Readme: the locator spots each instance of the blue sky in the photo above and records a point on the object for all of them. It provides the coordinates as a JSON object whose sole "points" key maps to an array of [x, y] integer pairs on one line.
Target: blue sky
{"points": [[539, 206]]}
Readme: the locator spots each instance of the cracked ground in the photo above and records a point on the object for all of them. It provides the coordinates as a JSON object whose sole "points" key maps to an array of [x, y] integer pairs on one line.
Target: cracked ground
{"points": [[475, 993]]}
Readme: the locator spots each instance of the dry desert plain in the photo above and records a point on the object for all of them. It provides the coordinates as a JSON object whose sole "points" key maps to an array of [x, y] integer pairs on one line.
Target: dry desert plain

:::

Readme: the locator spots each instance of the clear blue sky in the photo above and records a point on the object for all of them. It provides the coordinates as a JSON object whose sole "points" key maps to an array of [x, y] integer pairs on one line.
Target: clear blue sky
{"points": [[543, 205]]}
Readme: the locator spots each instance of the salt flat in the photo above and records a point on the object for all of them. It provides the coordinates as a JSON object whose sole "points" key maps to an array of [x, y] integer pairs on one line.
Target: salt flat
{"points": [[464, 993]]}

:::

> **Direction**
Please repeat the records word for word, from the line with "Readme: the locator spots each instance of the blue" to the line with "Target: dry desert plain", both of those lines included.

> **Exercise solution**
Readme: the locator spots each instance of the blue sky in the photo above and records a point on the object for all of them. It provides the coordinates as a JSON object whose sole "points" key maps to an array of [x, y] integer pairs on one line.
Target: blue sky
{"points": [[539, 206]]}
Readme: the locator spots each instance of the cracked ground in the photo above and records a point on the object for all of them. It provides the coordinates as a JSON object whose sole "points" key maps to an array of [x, y] integer pairs on one line.
Target: cracked ground
{"points": [[475, 993]]}
Readme: the locator spots each instance of the dry desert plain in the photo above and records a point on the object for all of them. It provides the coordinates as a JSON object whose sole "points" key maps to an array of [x, y] integer pairs on one line.
Target: dry desert plain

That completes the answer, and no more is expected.